→ **Task instructions**
Write the whole listing out again, word for word.

→ **Records provided**
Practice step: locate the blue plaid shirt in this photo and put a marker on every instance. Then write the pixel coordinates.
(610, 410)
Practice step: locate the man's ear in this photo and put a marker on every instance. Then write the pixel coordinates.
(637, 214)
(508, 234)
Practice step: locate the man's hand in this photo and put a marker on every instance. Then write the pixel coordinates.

→ **Response**
Practice step: locate the blue plaid shirt in this photo and put a marker on every instance. Then write the pixel coordinates.
(610, 410)
Practice step: locate the man's ear in this photo and put a marker on every instance. Then write the pixel coordinates.
(637, 214)
(508, 234)
Practice step: locate the man's hand in this photo and put a marker on every instance. Then write the pixel coordinates.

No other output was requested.